Mentre il Presidente del Consiglio era impegnato negli Stati Uniti, in Italia la politica ha continuato ad offrire il solito distacco dalla realtà quotidiana che vivono i cittadini. Dopo un anno tragico in cui si è perso il 5% di prodotto interno lordo e si sono formati 400.000 nuovi disoccupati (senza contare gli inattivi per scelta o per necessità), l'agenda politica dovrebbe essere occupata solo da tematiche economiche. Purtroppo siamo in Italia e abbiamo scelto di avere personaggi come Gasparri in Parlamento, infatti a Ballarò l'ex aennino ci ha illuminato osservando che tutto sommato non ce la passiamo male perché "stiamo meglio rispetto ai primi anni del Novecento". Che acume! E che coraggio, perché ad andare in tv a dire (con aria seria) queste cose ci vuole una buona dose di incoscienza. Credo che vedere un politico che enuncia quest'osservazione, come se fosse un'intuizione geniale, sia la più chiara dimostrazione che abbiamo una classe politica inadeguata. Non sono cattive persone, sono solo incapaci.

**Esercizio**
Spiega in una-tre frasi per quale motivo, secondo il testo, l'agenda politica dovrebbe essere occupata solo da tematiche economiche.

Righe tratte da una raccolta di dati
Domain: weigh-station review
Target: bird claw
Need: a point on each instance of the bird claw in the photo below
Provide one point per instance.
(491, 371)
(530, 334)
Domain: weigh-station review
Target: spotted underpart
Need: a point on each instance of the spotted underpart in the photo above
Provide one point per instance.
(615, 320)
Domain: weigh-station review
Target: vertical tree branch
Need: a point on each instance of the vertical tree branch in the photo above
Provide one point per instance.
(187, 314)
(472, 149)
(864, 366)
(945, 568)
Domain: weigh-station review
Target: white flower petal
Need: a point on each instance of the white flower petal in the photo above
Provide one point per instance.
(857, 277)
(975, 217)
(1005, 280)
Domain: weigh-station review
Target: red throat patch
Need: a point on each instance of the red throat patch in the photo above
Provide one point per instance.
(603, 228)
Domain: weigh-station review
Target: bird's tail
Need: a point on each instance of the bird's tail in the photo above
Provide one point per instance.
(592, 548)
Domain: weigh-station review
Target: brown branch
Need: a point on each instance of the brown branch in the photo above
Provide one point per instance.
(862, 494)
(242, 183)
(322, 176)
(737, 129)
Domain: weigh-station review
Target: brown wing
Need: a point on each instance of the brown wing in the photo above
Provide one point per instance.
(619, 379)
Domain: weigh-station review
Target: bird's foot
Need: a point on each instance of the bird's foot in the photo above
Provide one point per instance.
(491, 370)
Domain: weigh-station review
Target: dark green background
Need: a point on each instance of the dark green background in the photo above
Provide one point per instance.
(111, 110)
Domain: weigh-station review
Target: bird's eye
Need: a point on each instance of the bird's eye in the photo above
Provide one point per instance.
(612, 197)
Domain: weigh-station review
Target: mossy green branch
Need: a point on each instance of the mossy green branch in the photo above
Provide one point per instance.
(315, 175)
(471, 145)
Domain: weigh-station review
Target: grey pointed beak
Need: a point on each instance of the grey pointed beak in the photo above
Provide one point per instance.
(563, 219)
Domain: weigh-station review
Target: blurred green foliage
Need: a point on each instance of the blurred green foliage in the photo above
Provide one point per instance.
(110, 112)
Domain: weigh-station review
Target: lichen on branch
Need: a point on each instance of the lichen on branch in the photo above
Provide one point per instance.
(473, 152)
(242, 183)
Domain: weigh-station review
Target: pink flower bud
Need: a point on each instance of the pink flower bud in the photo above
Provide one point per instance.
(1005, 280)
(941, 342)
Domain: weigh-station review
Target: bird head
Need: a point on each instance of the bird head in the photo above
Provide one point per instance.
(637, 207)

**Risposta**
Perché si esce da un anno tragico, in cui si è perso il 5% di prodotto interno lordo e si sono formati 400.000 nuovi disoccupati, senza contare gli inattivi per scelta o per necessità.